Selected excerpt —
::::::
It is by now agreed wisdom in the minds of all stakeholders that the present scheme of consumption taxation, or indirect taxation as it were, is no longer sustainable and that the Goods and Services Tax (GST) is by far a better tax model. That being the case, the desired objective should evidently be to move to the GST as quickly as possible. It is however symptomatic of how policy reform takes place here that the country has already twice missed the implementation date of the GST and as yet there is no formal announcement on the target date of implementation, although expectations are that the GST might see the light of day in April 2013. Given this background, this article attempts to identify and discuss the key current roadblocks to a fast track implementation of the GST.
By way of context, it must be noted that the Constitution of India provides for a threefold division of functions and powers — those exclusively assigned to the Union Government, those exclusively assigned to state governments and those concurrently assigned to the Union and the State Governments, with residuary powers with the Union Government. It further provides for a clear division of fiscal powers between the Union and the states in order to effectuate these various functions. With regard to taxes, the principle that is adopted is that taxes which have an inter-state base are levied by the Union while those with a local base are levied by the states, with residuary powers belonging to the Union.
::::::
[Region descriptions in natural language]

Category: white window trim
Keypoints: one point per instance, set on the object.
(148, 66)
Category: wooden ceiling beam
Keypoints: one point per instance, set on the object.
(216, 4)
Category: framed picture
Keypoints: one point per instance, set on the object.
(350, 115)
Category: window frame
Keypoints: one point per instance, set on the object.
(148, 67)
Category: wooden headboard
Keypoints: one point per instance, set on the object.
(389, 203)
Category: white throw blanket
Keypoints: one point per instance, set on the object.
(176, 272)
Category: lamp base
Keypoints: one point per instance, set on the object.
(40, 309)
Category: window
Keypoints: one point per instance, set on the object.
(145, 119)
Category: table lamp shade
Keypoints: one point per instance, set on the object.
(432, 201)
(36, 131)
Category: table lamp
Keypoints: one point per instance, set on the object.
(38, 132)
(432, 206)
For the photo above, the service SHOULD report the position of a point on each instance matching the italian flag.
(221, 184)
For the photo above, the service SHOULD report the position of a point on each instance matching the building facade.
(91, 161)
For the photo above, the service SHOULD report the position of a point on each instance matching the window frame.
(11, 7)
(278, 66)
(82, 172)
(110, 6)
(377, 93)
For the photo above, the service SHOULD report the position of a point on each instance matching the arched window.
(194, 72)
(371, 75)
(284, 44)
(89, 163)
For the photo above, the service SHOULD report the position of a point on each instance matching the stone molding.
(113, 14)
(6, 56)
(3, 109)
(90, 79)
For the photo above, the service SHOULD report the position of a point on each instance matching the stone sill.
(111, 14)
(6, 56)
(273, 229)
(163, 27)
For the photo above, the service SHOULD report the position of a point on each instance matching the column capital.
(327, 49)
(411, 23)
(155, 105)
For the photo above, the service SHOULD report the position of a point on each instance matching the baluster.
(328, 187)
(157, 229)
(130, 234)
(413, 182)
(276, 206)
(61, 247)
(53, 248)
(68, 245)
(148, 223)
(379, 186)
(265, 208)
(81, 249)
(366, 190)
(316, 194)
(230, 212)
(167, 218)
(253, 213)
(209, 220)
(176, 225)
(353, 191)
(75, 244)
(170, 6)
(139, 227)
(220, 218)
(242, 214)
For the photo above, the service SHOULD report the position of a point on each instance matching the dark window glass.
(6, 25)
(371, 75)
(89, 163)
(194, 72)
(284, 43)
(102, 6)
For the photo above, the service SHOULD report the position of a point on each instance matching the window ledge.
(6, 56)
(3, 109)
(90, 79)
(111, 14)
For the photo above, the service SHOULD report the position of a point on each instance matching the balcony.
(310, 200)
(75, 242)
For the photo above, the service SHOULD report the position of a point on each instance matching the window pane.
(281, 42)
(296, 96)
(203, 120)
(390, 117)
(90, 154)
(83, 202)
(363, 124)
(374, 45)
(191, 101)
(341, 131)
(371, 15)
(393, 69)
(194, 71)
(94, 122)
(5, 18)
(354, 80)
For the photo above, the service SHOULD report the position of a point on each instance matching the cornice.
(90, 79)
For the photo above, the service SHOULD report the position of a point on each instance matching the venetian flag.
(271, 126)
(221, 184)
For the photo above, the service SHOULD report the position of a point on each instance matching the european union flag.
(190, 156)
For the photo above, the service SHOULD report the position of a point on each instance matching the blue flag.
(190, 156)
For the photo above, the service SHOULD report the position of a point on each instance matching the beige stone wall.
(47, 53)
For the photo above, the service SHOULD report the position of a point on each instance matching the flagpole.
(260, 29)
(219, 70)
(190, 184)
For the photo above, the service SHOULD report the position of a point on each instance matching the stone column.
::::::
Aim of the exercise — Please pick up the article on India's Goods and Services Tax, found above the listing, and write the paragraph that follows its last sentence.

Answer below —
As is well known, the dual GST that is proposed to be introduced in India, comprising of the federal GST and the state GST that will operate in parallel and apply on all goods and services, envisages a devolvement of more taxing powers to the states, in the form of the right to tax services and the importation of goods into India, as well as to the Centre, which obtains the right to tax transactions beyond the stage of manufacture, thereby widening the tax base for both the Centre and the states. For a smooth transition to the GST, the ideal is that this widening of the base is achieved with the Centre and states, at the same time, retaining a fair share of their respective fiscal powers, with a mutual exclusivity between the two. However, one of the key tasks of the central government has been to allay the twin apprehensions of the states, of a possible dilution of their fiscal powers and the potential encroachment by the Centre of the state’s base of taxation. From information available in the public domain , it appears that these apprehensions have recently resurfaced due to two broad points of disagreement between the Centre and the states. The first relates to the negative list basis of taxation of services proposed vide the Union Budget 2012-13 and the second relates to the modalities of compensation to be paid to the states by the Centre on account of the reduction in the rate of the central sales tax (CST) from 4 per cent to 3 per cent in April 2007 and from 3 per cent to 2 per cent in June 2008. These appear, by far, to be the major roadblocks in the way of an expeditious introduction of the GST.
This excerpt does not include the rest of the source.